*Work order 1*. In the hotel article, reproduce the passage between "He may have" and "hundred feet away.", inclusive, replacing "swimming pool" with "plunge pool".
*Work order 2*. Continue the hotel article from the end of its last sentence.

*Document extract*.
A Chill Hotel in Every Way But One
This article is part of our Design special section on making the environment a creative partner in the design of beautiful homes.
When a representative of Grupo Habita asked the architect Alberto Kalach to design an earth-friendly, energy-efficient hotel along the jungle coast of Oaxaca, he knew he would need a few things in return.
The luxury hotel chain, he said, would have to understand that its new outpost needed to be small-scale and low-rise to minimize the destruction of natural vegetation and to reduce the environmental havoc large construction projects can wreak on local lands and water supplies . Mr. Kalach’s sensitive concept for what is now called Hotel Terrestre allowed for just 14 rooms, limiting the property’s profit potential.
Future guests would have to sacrifice, as well, because the hotel had to be entirely solar-powered to avoid the use of fossil fuels. Hotel Terrestre’s rooms have hot water and Wi-Fi, but they run on an energy source limited by the weather, leaving out of the picture hospitality staples like in-room hair dryers and even air-conditioning, not a small ask — at $350 a night — in a location where temperatures can hit the high 80s all year long.
That the architect got his demands is not so surprising. Mr. Kalach is a superstar designer in Mexico, the creative force behind numerous landmark projects, including the acclaimed Vasconcelos Library in Mexico City. His name is a brand.
But his firm is also known for delivering on a bargain, in this case creating a tranquil, seaside oasis that syncs up with the sun and sand around it and that maximizes views of the Pacific Ocean on one side and the Sierra Madre del Sur mountains on the other.
He may have omitted the AC but he gave each of the rooms its own private swimming pool for quick cool-downs. The beach, he noted, is only several hundred feet away.
“And we oriented the rooms to catch the winds; the breeze coming from the ocean during the day, and the cool air coming from the mountains during the night,” he said. “Air-conditioning represents, like, 8 percent of the contamination of the planet.”
Hotel Terrestre’s goal is to deliver simple pleasures through a low-impact, high-design filter, according to Moisés Micha, a co-founder of Grupo Habita, which operates 15 design-forward hotels in Mexico. “The idea is to work hand-in-hand with nature,” he said.
To that end, the hotel serves as a Mexican beach resort, but with an emphasis on relaxation and wellness instead of margaritas and mariachi bands. There is an on-site restaurant with gourmet food and a separate bar where guests mingle. But it is more of a place to meditate, dip into on-site soaking tubs and walk through the elaborate gardens formed into a maze of succulents and native plants, such as the frangipani that top themselves off with brilliant, white blossoms for a few weeks each spring.
Guests can borrow mountain bikes or take excursions to Oaxaca’s famous mezcal factories, but they are equally inclined to spend romantic evenings watching the sunset and then going to bed on nature’s clock. The hotel, which opened last year, has proved popular with honeymooners.

*Given entries*.
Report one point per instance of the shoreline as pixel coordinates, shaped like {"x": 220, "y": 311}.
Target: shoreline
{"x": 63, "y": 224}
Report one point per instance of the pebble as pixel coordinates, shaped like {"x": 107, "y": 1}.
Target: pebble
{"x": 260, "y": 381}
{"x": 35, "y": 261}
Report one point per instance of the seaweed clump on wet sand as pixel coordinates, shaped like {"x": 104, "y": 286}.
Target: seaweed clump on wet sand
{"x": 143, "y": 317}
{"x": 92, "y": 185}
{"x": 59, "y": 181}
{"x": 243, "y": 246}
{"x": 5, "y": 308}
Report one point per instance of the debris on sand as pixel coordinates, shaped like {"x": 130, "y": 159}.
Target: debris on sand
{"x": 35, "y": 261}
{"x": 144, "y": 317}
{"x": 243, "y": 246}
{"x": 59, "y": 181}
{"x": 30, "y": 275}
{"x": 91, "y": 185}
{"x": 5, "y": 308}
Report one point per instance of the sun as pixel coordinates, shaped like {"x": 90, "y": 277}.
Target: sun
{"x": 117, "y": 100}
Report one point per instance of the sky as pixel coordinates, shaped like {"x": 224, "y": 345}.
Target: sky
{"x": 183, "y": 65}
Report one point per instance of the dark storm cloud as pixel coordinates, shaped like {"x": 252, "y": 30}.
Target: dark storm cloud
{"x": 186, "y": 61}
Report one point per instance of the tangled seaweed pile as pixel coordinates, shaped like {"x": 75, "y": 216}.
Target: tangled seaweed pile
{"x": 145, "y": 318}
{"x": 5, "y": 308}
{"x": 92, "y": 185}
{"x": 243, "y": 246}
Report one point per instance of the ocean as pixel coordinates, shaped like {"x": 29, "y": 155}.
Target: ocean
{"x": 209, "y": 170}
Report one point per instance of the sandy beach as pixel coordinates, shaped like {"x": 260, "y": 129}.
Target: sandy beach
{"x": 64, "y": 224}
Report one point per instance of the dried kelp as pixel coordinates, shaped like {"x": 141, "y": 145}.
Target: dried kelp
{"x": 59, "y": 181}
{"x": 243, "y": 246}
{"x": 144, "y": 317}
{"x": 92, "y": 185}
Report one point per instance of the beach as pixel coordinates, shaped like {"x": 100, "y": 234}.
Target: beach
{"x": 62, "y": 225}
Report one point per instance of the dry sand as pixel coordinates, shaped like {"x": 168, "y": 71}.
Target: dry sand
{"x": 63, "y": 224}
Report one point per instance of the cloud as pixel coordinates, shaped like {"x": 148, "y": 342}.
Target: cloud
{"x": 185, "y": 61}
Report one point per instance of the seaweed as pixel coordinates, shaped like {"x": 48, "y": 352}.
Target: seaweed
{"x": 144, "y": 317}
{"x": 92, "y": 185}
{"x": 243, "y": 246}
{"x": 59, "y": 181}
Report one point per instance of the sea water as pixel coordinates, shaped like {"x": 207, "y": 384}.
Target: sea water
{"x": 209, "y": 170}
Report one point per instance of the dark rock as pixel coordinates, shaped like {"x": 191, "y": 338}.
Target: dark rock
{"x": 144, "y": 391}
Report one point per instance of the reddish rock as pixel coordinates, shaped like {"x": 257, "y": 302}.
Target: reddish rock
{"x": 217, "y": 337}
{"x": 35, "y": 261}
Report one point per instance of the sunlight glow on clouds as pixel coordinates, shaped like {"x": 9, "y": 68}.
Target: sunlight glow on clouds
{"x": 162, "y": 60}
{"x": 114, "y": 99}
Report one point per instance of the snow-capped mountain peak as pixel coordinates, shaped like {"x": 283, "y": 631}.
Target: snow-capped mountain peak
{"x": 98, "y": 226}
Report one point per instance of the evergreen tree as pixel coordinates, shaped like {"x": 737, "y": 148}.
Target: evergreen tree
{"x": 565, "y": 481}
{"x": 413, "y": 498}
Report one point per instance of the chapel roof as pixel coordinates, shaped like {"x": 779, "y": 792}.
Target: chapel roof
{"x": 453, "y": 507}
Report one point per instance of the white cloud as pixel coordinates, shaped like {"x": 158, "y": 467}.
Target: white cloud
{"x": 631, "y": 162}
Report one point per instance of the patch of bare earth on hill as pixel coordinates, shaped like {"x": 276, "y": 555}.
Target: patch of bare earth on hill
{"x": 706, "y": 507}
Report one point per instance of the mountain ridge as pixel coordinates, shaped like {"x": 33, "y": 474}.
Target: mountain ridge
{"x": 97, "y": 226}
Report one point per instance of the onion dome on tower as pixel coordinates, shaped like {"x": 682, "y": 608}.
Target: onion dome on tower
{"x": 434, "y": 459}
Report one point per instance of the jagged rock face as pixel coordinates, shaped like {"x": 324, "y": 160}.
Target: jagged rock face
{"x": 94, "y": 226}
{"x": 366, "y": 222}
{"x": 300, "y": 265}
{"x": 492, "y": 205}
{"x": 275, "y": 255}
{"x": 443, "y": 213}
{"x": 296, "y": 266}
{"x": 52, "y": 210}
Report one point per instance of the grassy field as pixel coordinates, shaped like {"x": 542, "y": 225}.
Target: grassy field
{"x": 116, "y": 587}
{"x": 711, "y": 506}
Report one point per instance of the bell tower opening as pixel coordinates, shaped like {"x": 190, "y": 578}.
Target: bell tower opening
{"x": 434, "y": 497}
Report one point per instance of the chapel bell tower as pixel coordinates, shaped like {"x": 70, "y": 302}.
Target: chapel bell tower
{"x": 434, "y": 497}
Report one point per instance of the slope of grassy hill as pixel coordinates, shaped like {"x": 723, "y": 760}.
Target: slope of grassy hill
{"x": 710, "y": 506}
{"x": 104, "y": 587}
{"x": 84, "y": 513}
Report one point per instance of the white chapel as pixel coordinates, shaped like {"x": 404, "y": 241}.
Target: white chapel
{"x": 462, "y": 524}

*Final answer 1*.
He may have omitted the AC but he gave each of the rooms its own private plunge pool for quick cool-downs. The beach, he noted, is only several hundred feet away.

*Final answer 2*.
In one way, Hotel Terrestre is remote. The nearest sizable city is Puerto Escondido, an 18-mile drive away, the first two miles down a dusty dirt road that connects the resort to the coastal highway. In another mile, the area turns posh. Populated by mango groves, cattle ranches and the occasional crocodile, it is steadily developing as a high-end escape and is home to Casa Wabi, a well-known artist’s retreat and cultural center designed by Tadao Ando.
Mr. Kalach kept his design simple and employed “no extra materials that you don’t need,” he said. The aim was to limit the environmental costs of transporting excess goods through mountain roads and loading up landfills.
The main structure, which houses the guest rooms, has very little ornamentation, though it remains dynamic because of the exterior masonry walls that step up and back, like stairs rising from the ground. There is a bare-bones, Brutalist edge to the building, though one softened by the texture of the bricks, which are set in various directions and colored in the warm beige, brown and red tones of the local rock from which they were derived.
The building is on two levels: The first is enclosed, with exposed concrete walls and barrel-vaulted ceilings (and custom furniture by the noted designer Oscar Hagerman). The second, which is reached by an exterior staircase, is open-air and has a pool and a small section of roof providing shade while guests take in the scenery.
Those expansive views, and the way the architectural frames them, are the real amenities of Hotel Terrestre, Mr. Kalach said, grand, organic and stunning enough to make guests forget small things like air-conditioning at the peak of summer. Or, at least, that is his hope.
“Every citizen of the world is expecting that someone else will solve the warming problem, the government, the energy producer,” he said. “But it is all of us. We all have to change certain ways of behaving.”